#### THE TASK:
Repeat every line of the following material exactly.

============================================================

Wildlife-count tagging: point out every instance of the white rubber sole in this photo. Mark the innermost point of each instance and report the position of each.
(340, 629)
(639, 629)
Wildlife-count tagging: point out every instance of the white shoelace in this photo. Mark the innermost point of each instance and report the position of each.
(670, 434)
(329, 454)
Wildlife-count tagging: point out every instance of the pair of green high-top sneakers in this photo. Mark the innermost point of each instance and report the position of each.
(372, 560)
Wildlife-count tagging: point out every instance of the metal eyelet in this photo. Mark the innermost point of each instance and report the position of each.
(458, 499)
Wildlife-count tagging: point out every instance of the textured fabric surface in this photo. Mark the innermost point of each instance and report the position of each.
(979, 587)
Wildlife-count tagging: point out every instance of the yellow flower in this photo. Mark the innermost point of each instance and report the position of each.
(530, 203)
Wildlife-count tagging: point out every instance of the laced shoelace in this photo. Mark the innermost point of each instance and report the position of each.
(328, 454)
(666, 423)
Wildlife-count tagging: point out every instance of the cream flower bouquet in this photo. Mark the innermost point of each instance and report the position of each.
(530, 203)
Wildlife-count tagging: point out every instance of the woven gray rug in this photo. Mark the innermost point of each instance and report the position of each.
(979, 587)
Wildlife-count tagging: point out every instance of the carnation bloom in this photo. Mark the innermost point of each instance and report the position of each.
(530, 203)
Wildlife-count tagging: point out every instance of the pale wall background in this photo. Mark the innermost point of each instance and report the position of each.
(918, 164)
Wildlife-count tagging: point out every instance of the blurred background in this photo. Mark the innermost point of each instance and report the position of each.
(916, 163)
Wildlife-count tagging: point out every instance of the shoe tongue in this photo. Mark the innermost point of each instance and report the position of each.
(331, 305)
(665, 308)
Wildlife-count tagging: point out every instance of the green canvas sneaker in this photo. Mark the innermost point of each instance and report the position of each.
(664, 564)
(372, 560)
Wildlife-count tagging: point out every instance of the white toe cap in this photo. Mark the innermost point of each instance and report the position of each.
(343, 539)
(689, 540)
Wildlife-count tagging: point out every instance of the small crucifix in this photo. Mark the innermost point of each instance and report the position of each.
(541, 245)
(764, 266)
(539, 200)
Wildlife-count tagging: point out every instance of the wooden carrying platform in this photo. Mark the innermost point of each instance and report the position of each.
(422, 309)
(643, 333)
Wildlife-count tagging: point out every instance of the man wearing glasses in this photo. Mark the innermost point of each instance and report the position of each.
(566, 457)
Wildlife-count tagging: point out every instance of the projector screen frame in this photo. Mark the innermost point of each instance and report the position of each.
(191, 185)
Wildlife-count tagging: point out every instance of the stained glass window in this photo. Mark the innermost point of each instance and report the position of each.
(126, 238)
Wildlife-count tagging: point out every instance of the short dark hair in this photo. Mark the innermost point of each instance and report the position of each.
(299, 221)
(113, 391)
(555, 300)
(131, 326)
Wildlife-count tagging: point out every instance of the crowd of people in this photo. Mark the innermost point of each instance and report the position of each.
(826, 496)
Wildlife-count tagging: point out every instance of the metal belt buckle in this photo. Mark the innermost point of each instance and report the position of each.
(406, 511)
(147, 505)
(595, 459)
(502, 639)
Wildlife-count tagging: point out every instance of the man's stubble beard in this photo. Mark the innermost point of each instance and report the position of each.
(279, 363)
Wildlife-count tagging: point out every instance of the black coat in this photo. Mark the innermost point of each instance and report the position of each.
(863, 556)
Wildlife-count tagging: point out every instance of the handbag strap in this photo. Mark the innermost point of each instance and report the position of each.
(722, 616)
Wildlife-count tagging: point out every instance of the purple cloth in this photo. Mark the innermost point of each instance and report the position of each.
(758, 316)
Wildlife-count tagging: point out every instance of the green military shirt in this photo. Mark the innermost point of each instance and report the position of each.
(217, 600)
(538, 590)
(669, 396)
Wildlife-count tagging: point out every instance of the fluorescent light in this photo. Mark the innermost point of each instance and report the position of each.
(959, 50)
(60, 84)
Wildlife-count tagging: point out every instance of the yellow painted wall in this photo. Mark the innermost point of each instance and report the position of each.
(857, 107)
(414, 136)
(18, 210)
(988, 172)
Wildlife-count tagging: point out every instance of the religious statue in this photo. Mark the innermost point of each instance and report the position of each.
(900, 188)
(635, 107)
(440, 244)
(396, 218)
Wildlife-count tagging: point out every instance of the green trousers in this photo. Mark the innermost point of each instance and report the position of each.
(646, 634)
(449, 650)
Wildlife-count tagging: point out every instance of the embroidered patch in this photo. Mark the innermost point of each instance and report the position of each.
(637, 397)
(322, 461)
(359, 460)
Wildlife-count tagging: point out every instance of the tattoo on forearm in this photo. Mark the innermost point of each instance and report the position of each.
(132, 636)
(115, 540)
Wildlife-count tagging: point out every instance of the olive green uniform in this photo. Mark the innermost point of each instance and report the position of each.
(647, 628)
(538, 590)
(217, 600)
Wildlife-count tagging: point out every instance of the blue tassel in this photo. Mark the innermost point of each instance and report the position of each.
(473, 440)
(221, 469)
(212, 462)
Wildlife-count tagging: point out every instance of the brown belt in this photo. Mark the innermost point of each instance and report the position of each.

============================================================

#### ANSWER FOR THIS EXERCISE:
Wildlife-count tagging: point out every instance of the white rubber sole in this photo. Mark the innermost point of each instance and report the position of each.
(340, 629)
(639, 629)
Wildlife-count tagging: point out every instance of the white shoelace in this photo. Mark the innermost point of each instance and report the position of each.
(670, 434)
(329, 454)
Wildlife-count tagging: point out every instance of the pair of green high-top sneakers in this photo. Mark the innermost point of each instance and report the position of each.
(372, 560)
Wildlife-count tagging: point out every instance of the metal eyelet in this photo. Mark the innermost point of each instance and report the position of each.
(458, 499)
Wildlife-count tagging: point out every instance of the textured fabric surface in this photo. Mark the innermost point of each instance and report the position of each.
(979, 587)
Wildlife-count tagging: point out every instance of the yellow flower in this photo. Mark the innermost point of each instance and report the position of each.
(530, 203)
Wildlife-count tagging: point out every instance of the laced shoelace in this photo. Mark the innermost point of each instance and report the position of each.
(328, 454)
(666, 423)
Wildlife-count tagging: point out every instance of the cream flower bouquet in this photo. Mark the innermost point of each instance and report the position of each.
(530, 203)
Wildlife-count tagging: point out every instance of the woven gray rug in this photo. Mark the innermost point of each instance and report the position of each.
(979, 587)
Wildlife-count tagging: point out every instance of the carnation bloom in this photo. Mark the innermost point of each instance and report the position of each.
(530, 203)
Wildlife-count tagging: point out every instance of the pale wall background in this photo. Mark the innermost point of each instance and report the position of each.
(918, 164)
Wildlife-count tagging: point out every instance of the blurred background in this photo. Mark the innermost point of each instance and report the position of each.
(916, 163)
Wildlife-count tagging: point out every instance of the shoe tongue in this photo. Mark the innermost point of each instance and report the position of each.
(331, 305)
(665, 308)
Wildlife-count tagging: point out every instance of the green canvas sneaker in this photo. Mark the innermost point of each instance and report the position of each.
(664, 564)
(372, 560)
Wildlife-count tagging: point out every instance of the white toe cap in this photo. Mark the innermost point of each instance and report the position of each.
(343, 539)
(689, 540)
Wildlife-count tagging: point out every instance of the small crucifix in this photo. Mark the innermost point of each instance and report the position of each.
(541, 245)
(764, 266)
(539, 200)
Wildlife-count tagging: point out every instance of the wooden carrying platform in this photo. Mark the innermost point of each instance and report the position of each.
(422, 309)
(643, 333)
Wildlife-count tagging: point out every instance of the man wearing glasses in this photo. Mark the innermost point of each instance and report the position of each.
(566, 457)
Wildlife-count tagging: point out every instance of the projector screen frame in this photo. Mark the innermost point of each instance and report the position of each.
(191, 185)
Wildlife-count tagging: point out every instance of the stained glass window in this photo. Mark the innermost point of each instance and report the position of each.
(126, 238)
Wildlife-count tagging: point out every instance of the short dark hair in this photo. Mark the innermost point of each instance and report the position of each.
(299, 221)
(113, 391)
(555, 300)
(131, 326)
Wildlife-count tagging: point out every instance of the crowd of people in this photo. Mark the innermost point of each instance and report the position of each.
(826, 496)
Wildlife-count tagging: point out every instance of the metal belt buckle in this photo. Mark the innermost point of each instance and report the position of each.
(406, 511)
(147, 505)
(595, 459)
(502, 639)
Wildlife-count tagging: point out every instance of the man's stubble beard in this photo. Mark the innermost point of each instance and report the position of each.
(279, 363)
Wildlife-count tagging: point out every instance of the black coat in this photo. Mark the innermost point of each instance and report the position of each.
(863, 556)
Wildlife-count tagging: point out every instance of the handbag strap in this photo. Mark the innermost point of each instance and report the position of each.
(722, 616)
Wildlife-count tagging: point out every instance of the purple cloth in this photo. Mark the innermost point of each instance and report the position of each.
(758, 316)
Wildlife-count tagging: point out every instance of the green military shirt in this photo. Mark the innermost point of each instance and report the position of each.
(217, 600)
(538, 590)
(669, 396)
Wildlife-count tagging: point out every instance of the fluorescent light in this photo. Mark the innermost point of each instance and report the position of each.
(959, 50)
(60, 84)
Wildlife-count tagging: point out every instance of the yellow painted wall in this photo. Mark the innermost point of each instance and report the position of each.
(857, 107)
(414, 136)
(18, 210)
(988, 172)
Wildlife-count tagging: point out every instance of the religious statue in this photo. Mark the innermost point of each instance and report the position of each.
(900, 188)
(635, 107)
(440, 244)
(396, 218)
Wildlife-count tagging: point out every instance of the green trousers in this photo. Mark the innermost point of each instance and report the position of each.
(646, 634)
(449, 650)
Wildlife-count tagging: point out every instance of the embroidered patch in this photo. Mark the innermost point of each instance and report the position of each.
(637, 397)
(322, 461)
(359, 460)
Wildlife-count tagging: point out every instance of the tattoo on forearm in this photo. Mark the innermost point of each instance and report the position of each.
(132, 636)
(115, 540)
Wildlife-count tagging: point out every instance of the olive green uniform in this photo. Mark the innermost point of each instance and report the position of each.
(647, 628)
(538, 590)
(217, 600)
Wildlife-count tagging: point out every instance of the blue tassel in this photo. Mark the innermost point of each instance and report the position of each.
(473, 440)
(221, 469)
(212, 462)
Wildlife-count tagging: point out every instance of the brown belt in this photo. Mark the innermost point of each instance and report the position of each.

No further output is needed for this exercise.